Point localization data:
"""

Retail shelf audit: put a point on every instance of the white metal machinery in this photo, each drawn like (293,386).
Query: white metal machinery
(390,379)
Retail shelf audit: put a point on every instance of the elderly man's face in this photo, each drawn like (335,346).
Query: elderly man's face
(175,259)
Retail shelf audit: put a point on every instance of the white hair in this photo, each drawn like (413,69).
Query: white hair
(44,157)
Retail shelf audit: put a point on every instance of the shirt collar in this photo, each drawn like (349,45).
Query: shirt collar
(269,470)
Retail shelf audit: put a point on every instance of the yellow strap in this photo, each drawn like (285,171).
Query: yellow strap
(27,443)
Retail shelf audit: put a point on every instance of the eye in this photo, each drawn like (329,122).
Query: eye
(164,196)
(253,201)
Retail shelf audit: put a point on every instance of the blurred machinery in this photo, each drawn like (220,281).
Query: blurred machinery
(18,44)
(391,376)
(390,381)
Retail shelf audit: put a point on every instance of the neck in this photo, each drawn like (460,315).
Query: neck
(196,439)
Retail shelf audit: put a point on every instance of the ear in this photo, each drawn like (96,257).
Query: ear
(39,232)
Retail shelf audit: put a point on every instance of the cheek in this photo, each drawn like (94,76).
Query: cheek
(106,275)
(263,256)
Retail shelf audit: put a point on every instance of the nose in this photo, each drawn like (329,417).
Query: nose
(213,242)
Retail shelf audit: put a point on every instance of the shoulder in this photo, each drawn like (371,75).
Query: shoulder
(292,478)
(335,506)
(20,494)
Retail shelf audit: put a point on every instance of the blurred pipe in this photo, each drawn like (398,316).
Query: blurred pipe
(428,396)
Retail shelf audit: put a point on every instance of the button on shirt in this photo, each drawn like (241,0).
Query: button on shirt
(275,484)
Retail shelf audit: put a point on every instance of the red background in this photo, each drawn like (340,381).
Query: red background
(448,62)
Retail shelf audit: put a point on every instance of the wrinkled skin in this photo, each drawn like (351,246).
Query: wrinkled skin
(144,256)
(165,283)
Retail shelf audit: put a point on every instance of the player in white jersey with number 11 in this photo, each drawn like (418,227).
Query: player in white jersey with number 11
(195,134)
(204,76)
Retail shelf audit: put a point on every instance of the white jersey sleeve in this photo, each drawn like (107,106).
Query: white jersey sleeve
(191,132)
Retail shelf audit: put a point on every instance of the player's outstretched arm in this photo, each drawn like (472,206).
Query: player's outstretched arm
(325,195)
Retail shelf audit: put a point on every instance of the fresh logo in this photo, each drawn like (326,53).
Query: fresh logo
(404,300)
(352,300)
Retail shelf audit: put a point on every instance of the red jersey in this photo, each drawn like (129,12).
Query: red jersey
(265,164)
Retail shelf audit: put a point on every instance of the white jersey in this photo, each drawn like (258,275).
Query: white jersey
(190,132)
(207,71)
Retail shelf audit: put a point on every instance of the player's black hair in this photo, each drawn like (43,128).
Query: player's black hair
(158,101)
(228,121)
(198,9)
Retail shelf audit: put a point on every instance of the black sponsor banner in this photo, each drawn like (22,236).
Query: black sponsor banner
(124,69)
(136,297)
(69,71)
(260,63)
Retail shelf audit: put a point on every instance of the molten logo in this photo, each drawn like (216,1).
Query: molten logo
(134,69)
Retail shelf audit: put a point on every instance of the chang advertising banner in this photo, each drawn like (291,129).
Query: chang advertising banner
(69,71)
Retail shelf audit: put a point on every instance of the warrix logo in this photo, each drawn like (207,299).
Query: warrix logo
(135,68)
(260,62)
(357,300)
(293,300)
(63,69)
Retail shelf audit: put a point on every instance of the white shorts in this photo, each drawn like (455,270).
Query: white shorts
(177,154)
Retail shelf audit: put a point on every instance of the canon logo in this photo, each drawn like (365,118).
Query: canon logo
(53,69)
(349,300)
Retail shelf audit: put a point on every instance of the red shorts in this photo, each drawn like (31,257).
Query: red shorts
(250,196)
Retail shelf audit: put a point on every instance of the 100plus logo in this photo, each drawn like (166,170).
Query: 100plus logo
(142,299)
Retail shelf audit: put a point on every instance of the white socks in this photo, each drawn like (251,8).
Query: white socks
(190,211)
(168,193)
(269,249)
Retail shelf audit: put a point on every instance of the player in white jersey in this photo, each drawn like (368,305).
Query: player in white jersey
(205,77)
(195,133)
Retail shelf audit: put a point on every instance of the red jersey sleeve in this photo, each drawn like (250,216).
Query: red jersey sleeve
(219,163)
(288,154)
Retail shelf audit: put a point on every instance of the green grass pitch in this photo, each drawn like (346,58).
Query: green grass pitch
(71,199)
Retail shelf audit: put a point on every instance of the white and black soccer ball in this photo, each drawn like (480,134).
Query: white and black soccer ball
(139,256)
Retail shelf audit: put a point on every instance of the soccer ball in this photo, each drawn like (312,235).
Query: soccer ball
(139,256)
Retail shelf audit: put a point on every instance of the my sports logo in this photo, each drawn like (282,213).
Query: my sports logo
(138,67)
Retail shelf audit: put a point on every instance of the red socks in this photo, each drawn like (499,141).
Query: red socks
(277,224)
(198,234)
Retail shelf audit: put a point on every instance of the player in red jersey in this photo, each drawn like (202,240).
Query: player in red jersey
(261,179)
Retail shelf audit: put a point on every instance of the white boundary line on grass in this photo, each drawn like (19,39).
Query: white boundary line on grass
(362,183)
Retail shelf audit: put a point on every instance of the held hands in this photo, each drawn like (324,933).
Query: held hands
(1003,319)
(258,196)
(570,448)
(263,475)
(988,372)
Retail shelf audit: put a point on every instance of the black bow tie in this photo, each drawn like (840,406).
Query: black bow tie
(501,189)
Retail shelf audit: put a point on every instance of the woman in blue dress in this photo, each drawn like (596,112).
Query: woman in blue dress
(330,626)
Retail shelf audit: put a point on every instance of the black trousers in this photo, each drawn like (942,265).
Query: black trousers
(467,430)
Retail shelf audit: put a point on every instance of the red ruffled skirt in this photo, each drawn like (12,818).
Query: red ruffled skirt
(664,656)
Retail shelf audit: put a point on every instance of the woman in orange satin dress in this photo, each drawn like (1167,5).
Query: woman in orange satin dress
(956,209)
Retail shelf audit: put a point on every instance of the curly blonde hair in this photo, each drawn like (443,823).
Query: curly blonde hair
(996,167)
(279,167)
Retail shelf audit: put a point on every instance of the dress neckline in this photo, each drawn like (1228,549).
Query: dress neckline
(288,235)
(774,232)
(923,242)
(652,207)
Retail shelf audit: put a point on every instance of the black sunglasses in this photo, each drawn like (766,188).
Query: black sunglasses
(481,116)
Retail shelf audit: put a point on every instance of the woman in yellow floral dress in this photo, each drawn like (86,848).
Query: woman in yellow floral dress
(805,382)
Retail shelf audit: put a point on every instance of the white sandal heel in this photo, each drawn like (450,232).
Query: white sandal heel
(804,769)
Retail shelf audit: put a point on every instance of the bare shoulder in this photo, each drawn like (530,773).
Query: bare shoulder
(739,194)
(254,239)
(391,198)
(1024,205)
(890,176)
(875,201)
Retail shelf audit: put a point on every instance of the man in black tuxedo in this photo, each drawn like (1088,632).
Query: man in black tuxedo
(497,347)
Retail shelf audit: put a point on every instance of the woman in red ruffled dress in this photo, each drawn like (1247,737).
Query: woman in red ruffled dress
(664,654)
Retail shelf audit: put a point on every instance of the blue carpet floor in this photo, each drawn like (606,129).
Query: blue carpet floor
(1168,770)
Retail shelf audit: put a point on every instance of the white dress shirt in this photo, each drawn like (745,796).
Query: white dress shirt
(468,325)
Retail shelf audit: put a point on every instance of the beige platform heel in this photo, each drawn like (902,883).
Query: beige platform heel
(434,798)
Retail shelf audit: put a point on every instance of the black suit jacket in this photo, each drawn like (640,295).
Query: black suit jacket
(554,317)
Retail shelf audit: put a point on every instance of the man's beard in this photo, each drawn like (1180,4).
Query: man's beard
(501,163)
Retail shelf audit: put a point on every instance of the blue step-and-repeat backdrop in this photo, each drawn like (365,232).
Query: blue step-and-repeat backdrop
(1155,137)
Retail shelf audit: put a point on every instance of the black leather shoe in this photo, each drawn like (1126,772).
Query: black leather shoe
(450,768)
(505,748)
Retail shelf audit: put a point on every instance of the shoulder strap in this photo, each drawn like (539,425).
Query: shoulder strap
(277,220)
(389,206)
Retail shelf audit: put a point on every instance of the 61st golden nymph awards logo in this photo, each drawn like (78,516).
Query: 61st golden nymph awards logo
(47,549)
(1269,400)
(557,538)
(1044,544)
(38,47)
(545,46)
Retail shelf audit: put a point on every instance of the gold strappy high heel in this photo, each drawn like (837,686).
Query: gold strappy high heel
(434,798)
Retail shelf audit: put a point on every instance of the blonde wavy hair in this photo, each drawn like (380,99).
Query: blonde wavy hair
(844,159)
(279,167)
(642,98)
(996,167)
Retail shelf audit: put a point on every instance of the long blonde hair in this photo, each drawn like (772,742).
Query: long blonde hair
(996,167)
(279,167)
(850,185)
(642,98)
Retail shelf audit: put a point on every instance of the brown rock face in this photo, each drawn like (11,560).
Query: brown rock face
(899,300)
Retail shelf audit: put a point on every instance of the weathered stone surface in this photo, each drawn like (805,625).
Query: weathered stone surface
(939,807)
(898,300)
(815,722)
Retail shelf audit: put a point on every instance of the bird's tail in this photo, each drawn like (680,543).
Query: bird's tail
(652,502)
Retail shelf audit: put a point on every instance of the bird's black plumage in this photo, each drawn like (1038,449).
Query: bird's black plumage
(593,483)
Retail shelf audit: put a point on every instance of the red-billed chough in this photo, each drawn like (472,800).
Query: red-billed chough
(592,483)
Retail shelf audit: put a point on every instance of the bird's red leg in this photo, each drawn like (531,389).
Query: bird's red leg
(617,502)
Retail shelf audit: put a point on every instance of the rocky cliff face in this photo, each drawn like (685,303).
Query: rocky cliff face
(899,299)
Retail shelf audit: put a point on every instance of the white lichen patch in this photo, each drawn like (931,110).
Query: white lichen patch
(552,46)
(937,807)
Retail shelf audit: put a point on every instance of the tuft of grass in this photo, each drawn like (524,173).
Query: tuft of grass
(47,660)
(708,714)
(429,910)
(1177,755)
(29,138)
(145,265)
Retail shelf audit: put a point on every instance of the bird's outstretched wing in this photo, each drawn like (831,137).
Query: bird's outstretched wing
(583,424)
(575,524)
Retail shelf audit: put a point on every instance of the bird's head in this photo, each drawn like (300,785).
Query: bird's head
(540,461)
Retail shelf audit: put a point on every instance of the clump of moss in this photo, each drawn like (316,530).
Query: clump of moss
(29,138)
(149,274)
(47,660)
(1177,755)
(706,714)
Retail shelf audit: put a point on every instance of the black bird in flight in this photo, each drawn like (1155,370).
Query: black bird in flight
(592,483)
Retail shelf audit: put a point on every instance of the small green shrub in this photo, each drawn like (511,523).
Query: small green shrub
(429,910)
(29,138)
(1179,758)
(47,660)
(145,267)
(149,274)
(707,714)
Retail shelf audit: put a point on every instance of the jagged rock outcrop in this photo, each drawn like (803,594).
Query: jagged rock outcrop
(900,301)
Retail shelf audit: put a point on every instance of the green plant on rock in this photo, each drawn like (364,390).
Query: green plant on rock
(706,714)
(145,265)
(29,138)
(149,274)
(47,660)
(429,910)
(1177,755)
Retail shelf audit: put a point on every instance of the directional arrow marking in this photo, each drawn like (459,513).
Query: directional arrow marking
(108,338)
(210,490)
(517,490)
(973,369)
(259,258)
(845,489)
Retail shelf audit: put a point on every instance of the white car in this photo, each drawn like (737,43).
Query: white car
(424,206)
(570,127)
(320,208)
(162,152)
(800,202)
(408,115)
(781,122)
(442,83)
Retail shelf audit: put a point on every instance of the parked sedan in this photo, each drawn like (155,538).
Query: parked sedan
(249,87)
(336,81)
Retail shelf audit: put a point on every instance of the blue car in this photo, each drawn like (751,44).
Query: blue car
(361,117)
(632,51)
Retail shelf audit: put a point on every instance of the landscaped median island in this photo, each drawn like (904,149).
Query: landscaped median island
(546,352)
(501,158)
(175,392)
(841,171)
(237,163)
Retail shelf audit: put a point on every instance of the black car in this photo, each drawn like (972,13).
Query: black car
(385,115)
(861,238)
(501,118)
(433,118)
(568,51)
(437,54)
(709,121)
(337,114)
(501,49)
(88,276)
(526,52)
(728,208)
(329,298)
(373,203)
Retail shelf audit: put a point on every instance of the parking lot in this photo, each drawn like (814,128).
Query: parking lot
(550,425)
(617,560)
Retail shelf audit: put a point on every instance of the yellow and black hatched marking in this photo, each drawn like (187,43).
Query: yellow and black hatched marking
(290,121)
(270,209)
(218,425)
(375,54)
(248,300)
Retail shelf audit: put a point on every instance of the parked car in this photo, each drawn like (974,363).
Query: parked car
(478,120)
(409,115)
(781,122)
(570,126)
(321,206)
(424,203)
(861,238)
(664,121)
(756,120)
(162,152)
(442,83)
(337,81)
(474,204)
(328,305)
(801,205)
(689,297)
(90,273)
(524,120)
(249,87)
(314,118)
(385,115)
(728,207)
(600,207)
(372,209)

"""

◆ **Your task**
This exercise asks for the line with "drawn like (187,43)." and all lines after it through the end of the records above, retyped exactly and with nothing else.

◆ **Exercise answer**
Retail shelf audit: put a point on every instance of the yellow and black hatched marking in this photo, each drawn like (187,43).
Query: yellow and black hatched marking
(290,121)
(270,209)
(218,425)
(375,54)
(248,300)
Retail shelf audit: put a point on every instance of the parked car in this photo, each drawn like (974,363).
Query: parked car
(478,120)
(409,115)
(781,122)
(570,126)
(321,206)
(424,203)
(861,238)
(664,121)
(756,120)
(162,152)
(442,83)
(337,81)
(474,204)
(328,305)
(801,205)
(689,297)
(90,273)
(524,120)
(249,87)
(314,118)
(385,115)
(728,207)
(600,207)
(372,209)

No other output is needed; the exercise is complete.